WORK REQUIRED.
Turn the data below into a numbered list with one line per item, leaving out any blank lines.

INPUT FOR THIS TASK.
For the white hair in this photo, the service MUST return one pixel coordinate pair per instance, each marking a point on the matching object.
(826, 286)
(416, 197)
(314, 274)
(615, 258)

SOLUTION TO THIS PROBLEM.
1. For the white hair in this photo, the service MUST return one pixel coordinate pair per instance, each marking a point on the matching object.
2. (826, 286)
3. (416, 197)
4. (314, 274)
5. (615, 258)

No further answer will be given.